Excerpts from a detection dataset
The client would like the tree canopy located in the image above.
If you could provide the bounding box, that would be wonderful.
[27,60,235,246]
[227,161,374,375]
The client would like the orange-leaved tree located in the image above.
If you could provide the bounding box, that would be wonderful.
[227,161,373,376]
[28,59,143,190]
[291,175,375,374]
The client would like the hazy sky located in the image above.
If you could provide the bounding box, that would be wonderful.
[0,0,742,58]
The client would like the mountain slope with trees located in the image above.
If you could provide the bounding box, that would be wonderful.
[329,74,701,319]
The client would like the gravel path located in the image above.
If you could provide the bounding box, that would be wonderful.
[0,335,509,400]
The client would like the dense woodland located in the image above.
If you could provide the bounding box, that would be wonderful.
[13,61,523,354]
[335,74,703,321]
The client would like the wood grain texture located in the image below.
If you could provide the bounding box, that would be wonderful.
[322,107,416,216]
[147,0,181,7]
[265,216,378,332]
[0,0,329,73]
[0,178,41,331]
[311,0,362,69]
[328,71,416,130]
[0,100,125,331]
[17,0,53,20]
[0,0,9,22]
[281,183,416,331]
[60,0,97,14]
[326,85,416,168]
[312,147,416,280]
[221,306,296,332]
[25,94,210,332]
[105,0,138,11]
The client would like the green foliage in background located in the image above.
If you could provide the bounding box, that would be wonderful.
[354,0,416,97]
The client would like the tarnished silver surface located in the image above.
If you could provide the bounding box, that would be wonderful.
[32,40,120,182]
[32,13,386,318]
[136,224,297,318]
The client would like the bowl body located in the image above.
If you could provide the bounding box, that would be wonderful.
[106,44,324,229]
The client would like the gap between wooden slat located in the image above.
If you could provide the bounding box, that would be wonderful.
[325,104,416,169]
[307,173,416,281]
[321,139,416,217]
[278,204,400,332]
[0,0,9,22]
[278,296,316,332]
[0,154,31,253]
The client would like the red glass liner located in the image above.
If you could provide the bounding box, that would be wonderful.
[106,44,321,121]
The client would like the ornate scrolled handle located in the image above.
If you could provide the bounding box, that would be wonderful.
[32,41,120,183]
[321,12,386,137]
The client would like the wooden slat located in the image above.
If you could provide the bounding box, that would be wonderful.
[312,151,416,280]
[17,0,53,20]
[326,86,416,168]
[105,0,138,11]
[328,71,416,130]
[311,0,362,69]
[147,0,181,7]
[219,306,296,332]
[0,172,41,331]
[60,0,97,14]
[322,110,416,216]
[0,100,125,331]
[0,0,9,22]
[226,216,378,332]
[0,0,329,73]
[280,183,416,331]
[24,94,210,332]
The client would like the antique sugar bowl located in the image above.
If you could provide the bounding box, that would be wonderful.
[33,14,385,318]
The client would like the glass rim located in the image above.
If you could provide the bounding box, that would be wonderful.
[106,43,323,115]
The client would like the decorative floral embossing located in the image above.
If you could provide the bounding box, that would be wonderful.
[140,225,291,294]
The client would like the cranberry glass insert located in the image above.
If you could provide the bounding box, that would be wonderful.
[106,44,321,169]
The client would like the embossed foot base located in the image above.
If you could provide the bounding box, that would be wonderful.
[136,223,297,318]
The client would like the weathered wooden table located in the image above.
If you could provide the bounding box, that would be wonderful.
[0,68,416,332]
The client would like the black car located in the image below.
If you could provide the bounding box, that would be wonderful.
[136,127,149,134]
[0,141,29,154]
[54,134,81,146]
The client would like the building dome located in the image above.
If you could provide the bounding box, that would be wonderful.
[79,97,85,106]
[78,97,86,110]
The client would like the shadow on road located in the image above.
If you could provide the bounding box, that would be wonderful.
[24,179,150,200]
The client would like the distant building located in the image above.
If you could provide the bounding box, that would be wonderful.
---
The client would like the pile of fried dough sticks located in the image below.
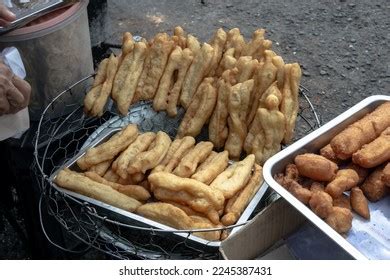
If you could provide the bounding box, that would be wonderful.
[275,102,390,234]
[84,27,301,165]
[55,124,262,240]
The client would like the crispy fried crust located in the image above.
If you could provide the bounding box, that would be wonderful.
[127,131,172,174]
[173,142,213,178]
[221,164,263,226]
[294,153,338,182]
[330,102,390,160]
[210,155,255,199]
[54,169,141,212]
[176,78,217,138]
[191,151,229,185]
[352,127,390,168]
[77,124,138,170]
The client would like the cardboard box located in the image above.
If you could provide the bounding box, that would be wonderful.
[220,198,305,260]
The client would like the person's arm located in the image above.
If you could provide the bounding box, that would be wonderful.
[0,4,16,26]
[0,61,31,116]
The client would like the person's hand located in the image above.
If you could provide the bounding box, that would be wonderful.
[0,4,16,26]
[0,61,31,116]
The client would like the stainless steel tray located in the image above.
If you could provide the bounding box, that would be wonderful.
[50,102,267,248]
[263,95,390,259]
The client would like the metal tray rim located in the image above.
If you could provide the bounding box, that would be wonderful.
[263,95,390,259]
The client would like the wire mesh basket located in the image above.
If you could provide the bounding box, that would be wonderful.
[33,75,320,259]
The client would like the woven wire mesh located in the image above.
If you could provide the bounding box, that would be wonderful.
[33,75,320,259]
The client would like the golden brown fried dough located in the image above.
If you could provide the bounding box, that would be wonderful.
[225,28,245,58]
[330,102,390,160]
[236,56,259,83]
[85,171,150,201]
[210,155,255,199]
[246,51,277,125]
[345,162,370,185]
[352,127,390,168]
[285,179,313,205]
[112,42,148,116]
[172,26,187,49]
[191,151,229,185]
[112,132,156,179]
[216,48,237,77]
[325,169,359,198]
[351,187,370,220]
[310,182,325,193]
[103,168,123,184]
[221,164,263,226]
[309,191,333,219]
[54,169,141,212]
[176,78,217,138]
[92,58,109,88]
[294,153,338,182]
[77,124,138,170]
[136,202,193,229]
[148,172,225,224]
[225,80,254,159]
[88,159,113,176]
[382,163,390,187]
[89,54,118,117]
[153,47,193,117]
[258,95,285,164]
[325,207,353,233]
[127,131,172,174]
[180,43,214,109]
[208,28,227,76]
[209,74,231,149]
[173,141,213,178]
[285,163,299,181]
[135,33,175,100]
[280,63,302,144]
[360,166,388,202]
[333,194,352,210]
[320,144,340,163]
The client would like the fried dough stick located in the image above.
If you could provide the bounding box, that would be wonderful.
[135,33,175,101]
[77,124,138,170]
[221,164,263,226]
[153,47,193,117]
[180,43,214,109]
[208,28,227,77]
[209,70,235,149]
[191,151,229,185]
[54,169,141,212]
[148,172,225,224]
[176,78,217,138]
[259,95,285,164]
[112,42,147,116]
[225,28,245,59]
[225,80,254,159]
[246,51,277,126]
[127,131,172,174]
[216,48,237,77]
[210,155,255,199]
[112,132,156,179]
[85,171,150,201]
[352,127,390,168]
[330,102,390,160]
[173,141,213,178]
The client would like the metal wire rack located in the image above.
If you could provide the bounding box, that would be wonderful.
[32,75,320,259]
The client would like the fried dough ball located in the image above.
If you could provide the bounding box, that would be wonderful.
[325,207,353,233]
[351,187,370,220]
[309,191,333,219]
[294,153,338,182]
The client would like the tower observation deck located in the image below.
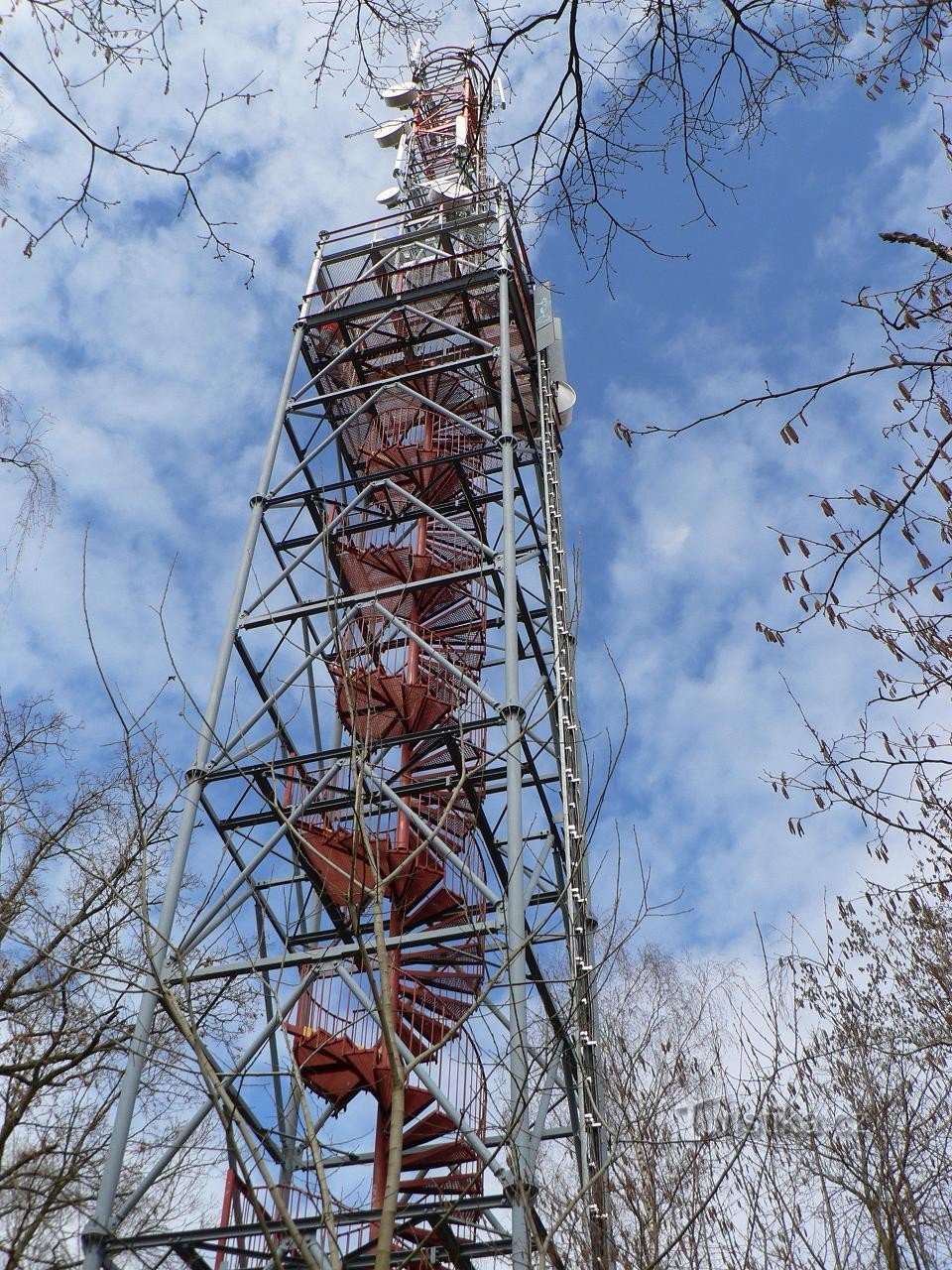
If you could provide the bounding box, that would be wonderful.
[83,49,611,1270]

● **What you have to do**
Arrange the lines starting at the one that contains "The client would like the dense" and ending at the one that contains "[335,74,703,321]" as a two-column CSV with the headers text and box, giving each wording its own row beside its coordinates. Put every value in one quoted field, with line breaks turned into spaces.

● **Exercise output**
text,box
"The client would like the dense woodland located in the image above. If you could provide the bounding box, that would be wonderful.","[13,61,523,354] [335,74,703,321]"